## EXTRAIT DE PAGE
####
Itinéraire autour du Mont Fuji avec Hokusaï

Dans l’art comme en littérature, selon le conseil des auteurs anciens, une belle œuvre est couronnée par la qualité de celui qui la reçoit. Le chemin vers l’émotion est partagé et l’artiste comme l’écrivain, s’ils en sont à la source, attendent aussi quelqu’un pour s’y abreuver.
Érudit, en contact avec les poètes de son temps dont il illustrait les ouvrages, fin connaisseur des traditions de son pays, appréciant l’humour et saisissant l’instant parfait d’une situation, Hokusaï (1760-1849) a toujours eu une interprétation très personnelle des scènes, des paysages, des personnages du Japon de son époque. Il dessinait, on le sait, avec un plaisir sans fin, et se nommait lui-même le vieillard fou de dessins.
Il ne faut pas manquer de relire ce qu’il écrivait, un témoignage de modestie, de sincérité mêlée d’une pointe de moquerie peut-être, une leçon de sagesse, d’ouverture, de curiosité, que chacun peut faire sienne. Depuis l’âge de 6 ans, j’avais la manie de dessiner la forme des objets. Vers l’âge de 50 ans, j’avais publié une infinité de dessins, mais tout ce que j’ai produit avant l’âge de 70 ans ne vaut pas la peine d’être compté. C'est à l’âge de 73 ans que j’ai compris à peu près la structure de la nature vraie des animaux, des herbes, des arbres, des oiseaux, des poissons et des insectes. Par conséquent, à l’âge de 80 ans, j’aurai fait encore plus de progrès ; à 90 ans, je pénétrerai le mystère des choses ;  à 100 ans, je serai certainement parvenu à un stade merveilleux et, quand j’aurai 110 ans, tout ce que je ferai, un point, une ligne, sera vivant.
Une source où se rafraîchir !
####
## CONSIGNE DONNÉE 1
Recopiez fidèlement le passage de l'extrait sur Hokusaï qui va de « Itinéraire autour du » jusqu'à « pour s’y abreuver. » inclus.
## CONSIGNE DONNÉE 2
Relevez toutes les lignes des enregistrements où figure la chaîne « tree ».
####
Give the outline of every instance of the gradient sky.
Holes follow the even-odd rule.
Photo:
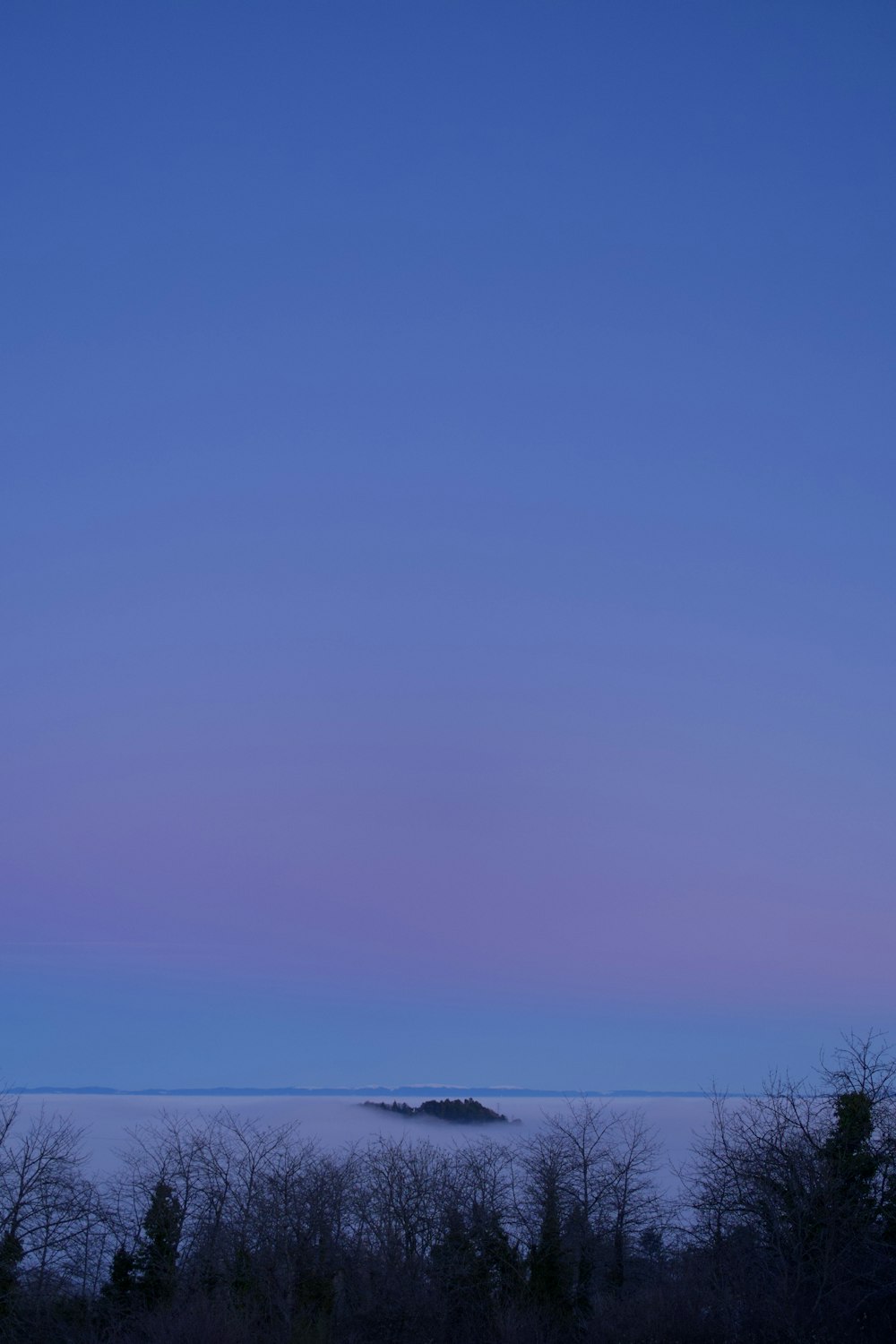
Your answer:
[[[896,9],[9,0],[0,1075],[896,1027]]]

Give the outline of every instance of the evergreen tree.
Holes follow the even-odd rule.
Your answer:
[[[175,1296],[181,1219],[175,1191],[167,1181],[157,1181],[144,1218],[144,1241],[136,1257],[146,1306],[169,1302]]]

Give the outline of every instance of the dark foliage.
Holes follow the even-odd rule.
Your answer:
[[[103,1184],[0,1102],[0,1340],[891,1344],[895,1078],[872,1038],[715,1097],[674,1202],[643,1117],[586,1099],[513,1144],[341,1153],[163,1114]]]
[[[363,1106],[372,1106],[373,1110],[386,1110],[392,1116],[423,1116],[429,1120],[447,1120],[453,1125],[489,1125],[494,1121],[509,1124],[506,1116],[497,1110],[490,1110],[481,1101],[466,1097],[459,1101],[457,1097],[446,1097],[445,1101],[424,1101],[419,1106],[408,1106],[404,1101],[365,1101]]]

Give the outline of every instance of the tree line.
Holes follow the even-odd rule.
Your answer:
[[[91,1177],[64,1117],[0,1101],[11,1344],[740,1344],[896,1337],[896,1062],[711,1098],[666,1175],[638,1109],[513,1141],[330,1150],[163,1113]]]

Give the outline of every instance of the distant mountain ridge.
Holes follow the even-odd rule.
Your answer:
[[[400,1087],[13,1087],[19,1097],[704,1097],[697,1091],[652,1091],[649,1089],[617,1089],[615,1091],[580,1090],[578,1087],[450,1087],[433,1083],[429,1087],[412,1083]],[[739,1097],[740,1093],[729,1093]]]

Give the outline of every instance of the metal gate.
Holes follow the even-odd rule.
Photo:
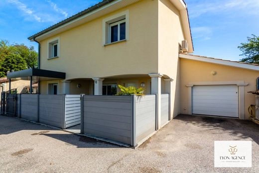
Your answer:
[[[2,92],[1,93],[1,114],[16,115],[17,89]]]

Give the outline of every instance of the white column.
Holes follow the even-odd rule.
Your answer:
[[[70,94],[70,80],[64,80],[62,81],[62,94]]]
[[[101,96],[103,95],[103,81],[104,79],[100,77],[92,78],[95,81],[95,95]]]
[[[151,94],[157,94],[157,120],[158,129],[161,126],[161,78],[160,73],[149,74],[151,77]]]
[[[165,78],[164,79],[164,80],[165,81],[165,91],[166,93],[169,94],[169,113],[170,115],[170,120],[172,119],[172,114],[171,112],[171,110],[172,110],[172,105],[171,103],[172,102],[172,96],[171,95],[171,90],[172,90],[172,82],[173,81],[173,79],[172,78]]]

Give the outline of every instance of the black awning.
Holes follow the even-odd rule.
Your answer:
[[[37,68],[30,68],[27,70],[15,71],[7,73],[7,78],[13,79],[29,76],[37,76],[56,79],[65,79],[66,73],[50,71]]]

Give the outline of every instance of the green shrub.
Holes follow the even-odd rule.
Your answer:
[[[118,85],[121,89],[121,92],[116,94],[117,96],[129,96],[131,94],[135,94],[137,96],[143,96],[145,89],[143,88],[136,88],[133,86],[125,87],[121,85]]]

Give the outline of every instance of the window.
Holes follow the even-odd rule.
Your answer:
[[[57,95],[58,94],[58,84],[50,83],[48,84],[48,93],[49,94]]]
[[[126,38],[126,26],[125,19],[110,24],[110,42],[125,40]]]
[[[104,45],[129,39],[129,10],[103,20]]]
[[[103,85],[103,95],[113,95],[117,93],[117,84],[104,84]]]
[[[59,56],[59,38],[57,38],[50,40],[48,43],[48,58],[53,58]]]
[[[58,43],[52,44],[52,57],[58,56]]]

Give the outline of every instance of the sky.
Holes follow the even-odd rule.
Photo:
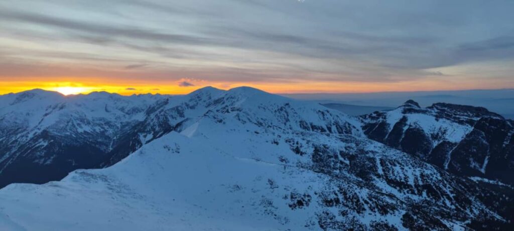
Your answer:
[[[0,94],[514,88],[514,1],[2,0]]]

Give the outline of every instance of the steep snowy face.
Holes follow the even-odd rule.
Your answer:
[[[170,100],[155,112],[188,106],[177,118],[198,116],[113,166],[0,190],[0,227],[389,230],[511,225],[510,186],[452,176],[365,137],[329,132],[326,122],[344,116],[329,111],[331,117],[323,117],[316,105],[218,93],[208,100]],[[292,119],[259,122],[264,115],[282,114],[276,109],[287,103]],[[276,105],[256,111],[261,104]],[[254,115],[246,114],[250,109]],[[298,111],[308,115],[291,116]],[[323,125],[325,131],[295,126],[302,120]],[[292,129],[275,126],[284,122]]]
[[[147,110],[144,120],[123,134],[120,140],[124,144],[119,144],[120,148],[114,150],[101,166],[114,164],[144,144],[172,131],[180,132],[204,117],[223,122],[220,118],[224,115],[263,128],[363,136],[356,118],[317,104],[300,102],[250,87],[224,91],[208,87],[158,102]]]
[[[0,96],[0,187],[45,183],[94,167],[120,131],[162,97],[33,90]]]
[[[370,139],[428,163],[464,176],[514,183],[511,122],[485,108],[445,103],[423,108],[410,100],[361,121]]]
[[[35,90],[0,97],[5,99],[0,105],[0,187],[112,165],[206,114],[230,114],[263,127],[363,136],[355,118],[248,87],[206,87],[177,96],[64,97]]]

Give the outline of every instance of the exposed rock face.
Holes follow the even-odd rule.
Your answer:
[[[512,122],[485,108],[409,100],[361,118],[371,139],[451,172],[514,183]]]
[[[27,141],[51,141],[9,144],[16,151],[6,148],[15,160],[3,162],[8,167],[23,166],[20,160],[44,166],[40,161],[51,154],[48,172],[69,166],[68,160],[106,167],[0,190],[0,225],[5,220],[43,230],[514,228],[514,189],[502,174],[511,172],[511,122],[487,110],[423,108],[410,101],[356,118],[246,87],[146,100],[94,108],[84,102],[73,110],[78,103],[61,102],[49,108],[62,112],[45,109],[27,117],[58,118],[35,123],[48,126],[29,119],[5,124],[28,127],[23,134],[34,135]],[[17,134],[14,127],[5,137]],[[45,154],[30,159],[39,157],[33,150]],[[41,216],[29,219],[27,210]]]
####
## SORTIE COMPLÈTE 1
Itinéraire autour du Mont Fuji avec Hokusaï

Dans l’art comme en littérature, selon le conseil des auteurs anciens, une belle œuvre est couronnée par la qualité de celui qui la reçoit. Le chemin vers l’émotion est partagé et l’artiste comme l’écrivain, s’ils en sont à la source, attendent aussi quelqu’un pour s’y abreuver.

## SORTIE COMPLÈTE 2
Give the outline of every instance of the evergreen tree.
Give the outline of every instance of the tree line.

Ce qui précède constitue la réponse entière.